» To be done: Copy everything in the ancient-texts passage from "We assume that" down to "and stored information.", word for word.

Hidden meanings: Using artificial intelligence to translate ancient texts

The ancient world is full of mystery. Many mysteries, in fact. Many mysteries indeed. 

Who built the monolithic and megalithic structures found all over the world? Why did they build them? How did they build them? What technology did they use?

And perhaps most importantly from the point of view answering all the other questions: Where are the texts that the builders produced?

We assume that if the ancients were capable of building structures that modern humans cannot replicate even now with the latest technology, they must have been a literate civilization which recorded and stored information. 

But where is it?

These are among the multitude of questions that have actively and specifically preoccupied archaeologists and historians for more than a century.

A huge amount of progress has been made as a result of the dedicated pursuit of the answers. It has spawned a multibillion-dollar global tourism industry and some relatively well-funded academic projects. A lot of museums and films can also be said to be somewhat beholden to this obsession with the ancient past.

But in terms of definitively answering those big questions, progress has been rather slow and painstaking.

A run of records
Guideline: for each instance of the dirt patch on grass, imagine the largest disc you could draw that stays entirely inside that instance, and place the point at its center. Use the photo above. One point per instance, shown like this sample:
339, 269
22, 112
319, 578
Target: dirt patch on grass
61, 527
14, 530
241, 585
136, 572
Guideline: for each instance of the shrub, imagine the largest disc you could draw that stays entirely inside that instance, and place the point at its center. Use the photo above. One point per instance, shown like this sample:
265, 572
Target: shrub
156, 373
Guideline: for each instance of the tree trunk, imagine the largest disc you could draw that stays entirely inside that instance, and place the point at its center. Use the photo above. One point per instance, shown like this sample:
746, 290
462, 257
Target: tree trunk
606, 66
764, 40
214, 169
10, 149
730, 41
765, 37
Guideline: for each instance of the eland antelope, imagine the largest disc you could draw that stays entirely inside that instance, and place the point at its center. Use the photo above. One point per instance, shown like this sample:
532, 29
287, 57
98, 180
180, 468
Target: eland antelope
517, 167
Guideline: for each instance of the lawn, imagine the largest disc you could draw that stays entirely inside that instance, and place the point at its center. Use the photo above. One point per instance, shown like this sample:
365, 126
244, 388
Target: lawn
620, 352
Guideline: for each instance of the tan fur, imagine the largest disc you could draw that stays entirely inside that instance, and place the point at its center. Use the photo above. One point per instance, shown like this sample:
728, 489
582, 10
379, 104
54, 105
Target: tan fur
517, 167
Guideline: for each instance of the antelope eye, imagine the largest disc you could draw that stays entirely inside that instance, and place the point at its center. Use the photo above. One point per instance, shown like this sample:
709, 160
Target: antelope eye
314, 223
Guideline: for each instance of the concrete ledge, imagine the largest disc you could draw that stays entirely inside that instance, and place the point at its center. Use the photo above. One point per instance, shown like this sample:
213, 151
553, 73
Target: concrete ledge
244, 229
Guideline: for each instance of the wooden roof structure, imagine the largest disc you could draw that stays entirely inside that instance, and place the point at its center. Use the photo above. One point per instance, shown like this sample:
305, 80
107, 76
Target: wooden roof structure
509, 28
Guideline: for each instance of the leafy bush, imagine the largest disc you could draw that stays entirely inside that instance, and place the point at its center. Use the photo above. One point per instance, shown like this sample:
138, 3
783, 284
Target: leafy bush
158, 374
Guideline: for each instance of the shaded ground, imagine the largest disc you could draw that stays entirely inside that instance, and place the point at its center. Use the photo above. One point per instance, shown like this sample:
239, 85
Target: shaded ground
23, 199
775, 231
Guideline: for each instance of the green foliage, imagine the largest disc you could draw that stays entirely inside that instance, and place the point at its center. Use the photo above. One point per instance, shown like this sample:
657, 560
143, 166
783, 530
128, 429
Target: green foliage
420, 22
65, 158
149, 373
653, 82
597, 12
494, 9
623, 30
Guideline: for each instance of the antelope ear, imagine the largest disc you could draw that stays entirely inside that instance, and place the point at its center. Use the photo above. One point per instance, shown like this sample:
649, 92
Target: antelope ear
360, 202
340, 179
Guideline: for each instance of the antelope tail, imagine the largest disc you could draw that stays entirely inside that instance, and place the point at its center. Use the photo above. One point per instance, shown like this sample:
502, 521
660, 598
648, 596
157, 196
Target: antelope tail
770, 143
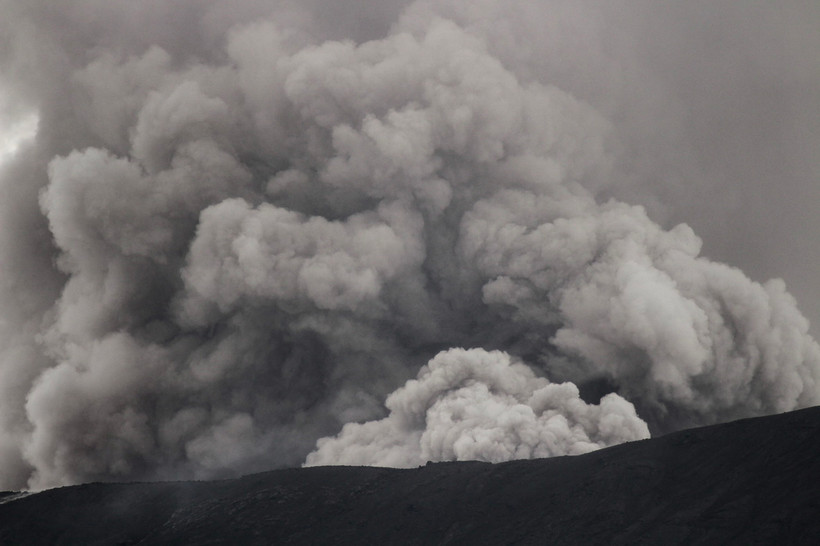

» Written answer:
We assume that if the ancients were capable of building structures that modern humans cannot replicate even now with the latest technology, they must have been a literate civilization which recorded and stored information.